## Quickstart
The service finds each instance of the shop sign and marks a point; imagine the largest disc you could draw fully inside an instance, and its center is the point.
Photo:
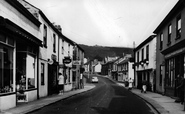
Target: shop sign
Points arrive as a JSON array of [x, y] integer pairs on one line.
[[66, 60], [77, 62]]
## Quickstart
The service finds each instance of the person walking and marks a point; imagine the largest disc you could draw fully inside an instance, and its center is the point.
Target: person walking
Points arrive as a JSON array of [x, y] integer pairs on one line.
[[130, 84], [61, 84]]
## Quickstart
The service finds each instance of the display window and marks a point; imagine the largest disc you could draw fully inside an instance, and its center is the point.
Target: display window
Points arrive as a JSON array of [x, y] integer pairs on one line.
[[6, 69], [25, 72], [170, 72], [6, 63]]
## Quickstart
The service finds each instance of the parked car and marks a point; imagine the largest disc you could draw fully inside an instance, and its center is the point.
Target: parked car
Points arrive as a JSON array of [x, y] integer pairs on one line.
[[94, 80]]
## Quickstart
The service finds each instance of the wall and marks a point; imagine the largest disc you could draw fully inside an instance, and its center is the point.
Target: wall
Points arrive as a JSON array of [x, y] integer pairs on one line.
[[7, 102], [9, 12]]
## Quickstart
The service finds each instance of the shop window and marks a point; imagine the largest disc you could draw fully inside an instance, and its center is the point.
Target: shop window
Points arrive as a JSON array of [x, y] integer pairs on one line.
[[54, 43], [147, 52], [6, 69], [45, 36], [138, 56], [161, 41], [169, 34], [42, 74], [2, 38], [142, 54], [25, 71], [170, 73], [11, 41], [178, 31], [161, 76]]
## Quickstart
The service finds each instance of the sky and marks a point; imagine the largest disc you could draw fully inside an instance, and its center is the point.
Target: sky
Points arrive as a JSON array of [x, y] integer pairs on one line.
[[116, 23]]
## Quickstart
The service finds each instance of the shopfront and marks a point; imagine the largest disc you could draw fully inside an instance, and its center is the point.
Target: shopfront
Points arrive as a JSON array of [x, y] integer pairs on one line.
[[7, 71], [26, 71], [174, 70]]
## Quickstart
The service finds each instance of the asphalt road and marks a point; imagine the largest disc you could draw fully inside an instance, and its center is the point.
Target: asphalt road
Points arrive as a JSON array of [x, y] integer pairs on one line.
[[106, 98]]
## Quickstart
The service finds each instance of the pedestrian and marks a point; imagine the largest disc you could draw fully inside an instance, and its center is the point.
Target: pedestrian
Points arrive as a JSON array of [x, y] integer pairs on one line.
[[81, 81], [144, 86], [130, 84], [61, 84], [181, 89]]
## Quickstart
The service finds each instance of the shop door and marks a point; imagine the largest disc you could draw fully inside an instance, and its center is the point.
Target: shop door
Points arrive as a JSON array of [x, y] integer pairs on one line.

● **Required task**:
Rename "service" to "tool" in the lines starting with the first line and going on through the line with "31], [161, 76]]", keeping everything else the same. Give back only those lines, without the pictures.

● **Written answer**:
## Quickstart
The tool finds each instance of the shop sign and marks a point; imagine the largest disc you could draw fully inside an instance, and its center is the point.
Photo:
Target: shop sign
Points arrive as a JSON array of [x, y] integer pairs on one line.
[[66, 60], [77, 62]]
## Quickstart
The tool finds each instance of the person walking and marks a point; imagine the largest disc you could draw fully inside an instance, and its center is the point.
Target: person walking
Points arrive as a JSON array of [x, y] integer pairs on one line.
[[130, 84], [61, 84]]
## Quickstart
The tool finds each instance of the display window and marks a point; imagine the largest disc you could draw fully inside an instance, and its center is the point.
Target: display window
Points arrive as a JSON array of [x, y] integer pairs on one line.
[[6, 69], [25, 72], [170, 72], [6, 63]]
## Quickstart
The tool finds each instance of the parked car and marks a point; imagine the largest disc you could draw fully inside an instance, and its center is the point.
Target: parked car
Points arrive as a JSON array of [x, y] integer pairs on one line.
[[94, 80]]
## Quickstart
The tool finds each instance of the wall and marks a point; imagine the largest disc you could draw fully inside an instance, and its center is the point.
Target: wall
Points arrive as a JSON array of [x, y] integer pairs on one line.
[[7, 102], [9, 12]]
## Quickstart
The tool finds each instance of the shop window and marks a point; imagine the largest disc you could draw fully inside an instance, and its center is the point.
Target: shop window
Points arrive as a JSON array of [x, y] integer pairs on one line.
[[54, 43], [147, 52], [6, 69], [45, 36], [138, 56], [161, 41], [169, 34], [42, 74], [2, 38], [142, 54], [25, 71], [170, 73], [11, 41], [178, 31], [161, 76]]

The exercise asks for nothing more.